[SET PROBLEM]: Rewrite the stretch from the line containing "Draw the outline of every instance of the feather" through the end of the entries below as a numbered list, leaving out any blank lines.

— Start of DATA LINES —

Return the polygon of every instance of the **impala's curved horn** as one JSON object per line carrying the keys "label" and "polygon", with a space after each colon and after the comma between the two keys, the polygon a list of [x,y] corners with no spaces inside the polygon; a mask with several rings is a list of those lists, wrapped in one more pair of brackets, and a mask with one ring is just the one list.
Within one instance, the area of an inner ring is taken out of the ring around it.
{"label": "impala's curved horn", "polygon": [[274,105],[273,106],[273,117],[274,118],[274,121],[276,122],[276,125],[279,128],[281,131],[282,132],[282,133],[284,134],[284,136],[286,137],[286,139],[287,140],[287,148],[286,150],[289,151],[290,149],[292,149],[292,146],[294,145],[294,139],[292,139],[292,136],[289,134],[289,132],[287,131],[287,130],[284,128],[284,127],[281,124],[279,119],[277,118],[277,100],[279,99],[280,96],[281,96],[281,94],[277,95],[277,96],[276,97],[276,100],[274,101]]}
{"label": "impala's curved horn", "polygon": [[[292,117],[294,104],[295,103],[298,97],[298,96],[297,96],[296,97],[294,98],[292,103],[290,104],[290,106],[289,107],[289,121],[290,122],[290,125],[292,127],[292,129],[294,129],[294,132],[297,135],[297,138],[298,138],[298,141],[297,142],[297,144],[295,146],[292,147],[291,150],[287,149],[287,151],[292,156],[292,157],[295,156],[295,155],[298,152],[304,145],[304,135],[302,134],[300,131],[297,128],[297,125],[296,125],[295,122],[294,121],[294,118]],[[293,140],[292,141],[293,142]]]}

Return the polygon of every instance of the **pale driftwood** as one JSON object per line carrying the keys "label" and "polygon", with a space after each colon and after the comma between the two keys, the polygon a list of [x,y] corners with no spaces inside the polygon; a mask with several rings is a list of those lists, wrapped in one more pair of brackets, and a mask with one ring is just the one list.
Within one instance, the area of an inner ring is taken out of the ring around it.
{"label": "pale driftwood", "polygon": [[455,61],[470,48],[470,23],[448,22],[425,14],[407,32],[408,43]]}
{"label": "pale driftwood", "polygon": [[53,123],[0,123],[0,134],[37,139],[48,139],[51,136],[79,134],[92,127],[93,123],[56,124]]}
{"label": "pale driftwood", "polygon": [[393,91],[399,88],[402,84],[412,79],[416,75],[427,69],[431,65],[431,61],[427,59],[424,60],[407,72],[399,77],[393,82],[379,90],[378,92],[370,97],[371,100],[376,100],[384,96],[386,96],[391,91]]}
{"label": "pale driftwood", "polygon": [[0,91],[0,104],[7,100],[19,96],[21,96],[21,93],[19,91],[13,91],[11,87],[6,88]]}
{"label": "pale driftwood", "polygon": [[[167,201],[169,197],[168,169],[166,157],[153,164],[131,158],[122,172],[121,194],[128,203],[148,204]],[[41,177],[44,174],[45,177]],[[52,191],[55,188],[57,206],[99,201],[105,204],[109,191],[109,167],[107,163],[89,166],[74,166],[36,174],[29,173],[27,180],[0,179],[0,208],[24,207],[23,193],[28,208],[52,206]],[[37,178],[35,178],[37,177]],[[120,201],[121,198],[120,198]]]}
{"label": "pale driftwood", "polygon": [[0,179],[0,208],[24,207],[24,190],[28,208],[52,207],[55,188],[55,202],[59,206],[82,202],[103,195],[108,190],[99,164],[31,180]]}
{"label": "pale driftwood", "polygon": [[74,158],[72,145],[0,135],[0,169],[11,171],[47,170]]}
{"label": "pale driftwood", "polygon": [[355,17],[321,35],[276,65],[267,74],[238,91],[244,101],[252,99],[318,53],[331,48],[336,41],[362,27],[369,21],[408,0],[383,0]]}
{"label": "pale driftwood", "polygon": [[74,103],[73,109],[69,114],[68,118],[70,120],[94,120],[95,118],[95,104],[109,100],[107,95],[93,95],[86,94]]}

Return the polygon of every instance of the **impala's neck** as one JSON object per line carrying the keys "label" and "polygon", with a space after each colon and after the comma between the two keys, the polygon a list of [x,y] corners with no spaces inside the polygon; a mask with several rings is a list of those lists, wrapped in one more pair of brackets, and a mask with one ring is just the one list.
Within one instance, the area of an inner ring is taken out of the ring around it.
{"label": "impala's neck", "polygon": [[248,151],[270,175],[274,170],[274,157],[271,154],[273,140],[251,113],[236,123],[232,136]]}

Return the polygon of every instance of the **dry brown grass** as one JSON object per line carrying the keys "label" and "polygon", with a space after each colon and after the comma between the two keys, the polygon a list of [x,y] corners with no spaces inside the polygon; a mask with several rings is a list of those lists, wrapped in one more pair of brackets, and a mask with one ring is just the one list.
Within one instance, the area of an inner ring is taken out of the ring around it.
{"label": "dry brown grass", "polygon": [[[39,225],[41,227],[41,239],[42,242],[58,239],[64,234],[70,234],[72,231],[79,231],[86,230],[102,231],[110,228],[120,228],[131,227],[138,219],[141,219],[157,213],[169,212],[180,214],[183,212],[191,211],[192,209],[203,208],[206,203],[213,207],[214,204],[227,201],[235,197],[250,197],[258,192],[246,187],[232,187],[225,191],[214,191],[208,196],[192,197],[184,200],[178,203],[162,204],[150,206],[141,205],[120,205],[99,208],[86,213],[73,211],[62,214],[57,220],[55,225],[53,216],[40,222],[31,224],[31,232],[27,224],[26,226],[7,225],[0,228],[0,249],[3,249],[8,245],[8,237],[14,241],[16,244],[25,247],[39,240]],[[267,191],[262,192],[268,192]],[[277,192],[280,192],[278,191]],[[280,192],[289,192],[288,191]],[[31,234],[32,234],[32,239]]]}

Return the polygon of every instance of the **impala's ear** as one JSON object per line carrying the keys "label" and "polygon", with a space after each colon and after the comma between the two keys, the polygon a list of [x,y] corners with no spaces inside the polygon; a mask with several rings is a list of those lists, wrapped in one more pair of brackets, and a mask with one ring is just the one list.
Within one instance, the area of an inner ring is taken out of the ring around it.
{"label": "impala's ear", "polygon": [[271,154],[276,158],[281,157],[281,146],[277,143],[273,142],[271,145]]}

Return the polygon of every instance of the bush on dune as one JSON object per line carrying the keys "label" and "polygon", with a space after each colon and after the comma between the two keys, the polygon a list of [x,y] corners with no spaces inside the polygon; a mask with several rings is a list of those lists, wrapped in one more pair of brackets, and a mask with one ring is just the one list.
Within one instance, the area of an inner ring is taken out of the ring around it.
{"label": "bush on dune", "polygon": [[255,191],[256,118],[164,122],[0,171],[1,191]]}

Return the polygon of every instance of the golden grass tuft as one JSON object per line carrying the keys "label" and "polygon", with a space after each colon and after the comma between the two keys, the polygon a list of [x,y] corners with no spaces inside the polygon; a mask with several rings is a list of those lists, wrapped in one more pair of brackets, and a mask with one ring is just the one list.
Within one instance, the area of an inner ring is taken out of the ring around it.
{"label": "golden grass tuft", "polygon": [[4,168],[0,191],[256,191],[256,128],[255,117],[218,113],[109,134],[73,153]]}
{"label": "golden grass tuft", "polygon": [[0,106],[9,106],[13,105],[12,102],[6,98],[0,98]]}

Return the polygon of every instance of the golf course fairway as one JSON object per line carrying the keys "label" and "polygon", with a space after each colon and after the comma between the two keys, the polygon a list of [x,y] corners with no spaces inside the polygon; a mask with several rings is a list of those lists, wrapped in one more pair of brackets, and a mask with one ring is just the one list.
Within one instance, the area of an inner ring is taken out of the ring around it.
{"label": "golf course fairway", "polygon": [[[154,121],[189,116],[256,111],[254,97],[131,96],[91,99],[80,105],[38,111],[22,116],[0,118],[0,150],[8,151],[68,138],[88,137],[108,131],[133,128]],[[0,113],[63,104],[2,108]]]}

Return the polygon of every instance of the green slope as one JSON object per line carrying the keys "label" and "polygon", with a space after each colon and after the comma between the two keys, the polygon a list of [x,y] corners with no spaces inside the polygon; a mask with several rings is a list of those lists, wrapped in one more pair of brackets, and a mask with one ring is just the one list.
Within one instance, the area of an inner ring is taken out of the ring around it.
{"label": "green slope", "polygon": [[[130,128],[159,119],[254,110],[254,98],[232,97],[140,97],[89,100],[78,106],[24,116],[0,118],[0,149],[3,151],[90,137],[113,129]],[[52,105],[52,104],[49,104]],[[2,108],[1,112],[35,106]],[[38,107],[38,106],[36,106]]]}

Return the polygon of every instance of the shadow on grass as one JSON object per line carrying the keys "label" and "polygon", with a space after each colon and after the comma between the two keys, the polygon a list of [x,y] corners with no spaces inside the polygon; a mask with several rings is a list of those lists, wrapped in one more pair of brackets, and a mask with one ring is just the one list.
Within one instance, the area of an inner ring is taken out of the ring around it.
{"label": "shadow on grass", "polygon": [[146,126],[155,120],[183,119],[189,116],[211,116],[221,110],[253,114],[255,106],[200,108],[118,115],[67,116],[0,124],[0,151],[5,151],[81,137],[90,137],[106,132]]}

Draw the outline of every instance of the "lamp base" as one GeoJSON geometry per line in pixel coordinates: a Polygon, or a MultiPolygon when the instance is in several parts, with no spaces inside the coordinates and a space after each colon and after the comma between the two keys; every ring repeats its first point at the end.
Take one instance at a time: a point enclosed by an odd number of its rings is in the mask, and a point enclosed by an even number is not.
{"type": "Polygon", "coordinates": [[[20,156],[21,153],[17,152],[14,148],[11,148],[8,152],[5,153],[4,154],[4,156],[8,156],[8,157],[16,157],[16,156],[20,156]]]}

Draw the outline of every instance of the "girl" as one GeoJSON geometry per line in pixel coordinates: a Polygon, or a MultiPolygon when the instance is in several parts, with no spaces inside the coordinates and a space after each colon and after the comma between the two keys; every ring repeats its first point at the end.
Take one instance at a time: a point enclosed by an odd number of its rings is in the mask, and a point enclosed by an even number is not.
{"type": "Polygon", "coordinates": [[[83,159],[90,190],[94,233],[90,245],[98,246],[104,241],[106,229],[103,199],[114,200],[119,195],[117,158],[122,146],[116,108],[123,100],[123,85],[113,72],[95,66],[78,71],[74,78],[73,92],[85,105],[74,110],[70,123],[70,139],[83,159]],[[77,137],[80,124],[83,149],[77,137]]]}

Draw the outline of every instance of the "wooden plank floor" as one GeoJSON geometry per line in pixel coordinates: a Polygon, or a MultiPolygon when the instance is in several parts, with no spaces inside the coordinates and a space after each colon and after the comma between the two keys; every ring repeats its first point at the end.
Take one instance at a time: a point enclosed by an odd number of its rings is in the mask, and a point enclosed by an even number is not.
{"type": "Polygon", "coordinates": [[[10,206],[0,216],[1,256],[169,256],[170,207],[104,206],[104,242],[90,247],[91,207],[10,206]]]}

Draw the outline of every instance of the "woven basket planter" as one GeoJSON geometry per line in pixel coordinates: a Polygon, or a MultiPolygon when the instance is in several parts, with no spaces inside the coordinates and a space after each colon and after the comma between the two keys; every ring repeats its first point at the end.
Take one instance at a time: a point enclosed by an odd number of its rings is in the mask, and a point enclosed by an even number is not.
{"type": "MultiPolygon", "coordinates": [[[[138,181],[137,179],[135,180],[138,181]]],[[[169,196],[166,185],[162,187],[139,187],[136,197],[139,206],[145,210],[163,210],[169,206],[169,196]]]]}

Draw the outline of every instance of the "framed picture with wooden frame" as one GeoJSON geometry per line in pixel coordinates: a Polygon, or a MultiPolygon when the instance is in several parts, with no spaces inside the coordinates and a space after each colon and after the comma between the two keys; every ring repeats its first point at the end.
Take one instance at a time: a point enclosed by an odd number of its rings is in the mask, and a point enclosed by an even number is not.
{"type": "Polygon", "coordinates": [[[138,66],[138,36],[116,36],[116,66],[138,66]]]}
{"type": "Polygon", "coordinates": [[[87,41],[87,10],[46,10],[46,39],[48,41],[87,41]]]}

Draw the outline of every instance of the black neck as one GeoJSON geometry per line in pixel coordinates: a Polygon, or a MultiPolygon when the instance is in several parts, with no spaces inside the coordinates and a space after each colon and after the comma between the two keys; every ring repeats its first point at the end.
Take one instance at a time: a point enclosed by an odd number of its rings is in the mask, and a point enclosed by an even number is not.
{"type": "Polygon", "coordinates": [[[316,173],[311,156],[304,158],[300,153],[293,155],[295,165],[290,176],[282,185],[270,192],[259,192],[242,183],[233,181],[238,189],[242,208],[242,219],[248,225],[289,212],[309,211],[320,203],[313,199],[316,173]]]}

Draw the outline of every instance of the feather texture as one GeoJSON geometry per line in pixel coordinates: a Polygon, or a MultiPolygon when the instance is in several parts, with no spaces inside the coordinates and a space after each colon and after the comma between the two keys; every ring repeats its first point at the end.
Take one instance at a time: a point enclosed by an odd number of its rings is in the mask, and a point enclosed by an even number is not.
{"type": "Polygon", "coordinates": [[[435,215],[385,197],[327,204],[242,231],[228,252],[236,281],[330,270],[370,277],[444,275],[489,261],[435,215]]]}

— End of DATA LINES —

[TASK RESULT]:
1. Draw the outline of every instance of the feather texture as one GeoJSON geometry per line in pixel coordinates: a Polygon, or a MultiPolygon when the instance is in several parts, with no spaces inside the coordinates and a space after each colon and after the comma between the two keys; every ring repeats its first point at the end.
2. Take one instance at a time: a point enclosed by an odd number of its rings is in the mask, and a point enclosed by an even number is not.
3. {"type": "Polygon", "coordinates": [[[435,215],[385,197],[327,204],[242,231],[228,252],[236,281],[330,270],[370,277],[444,275],[489,261],[435,215]]]}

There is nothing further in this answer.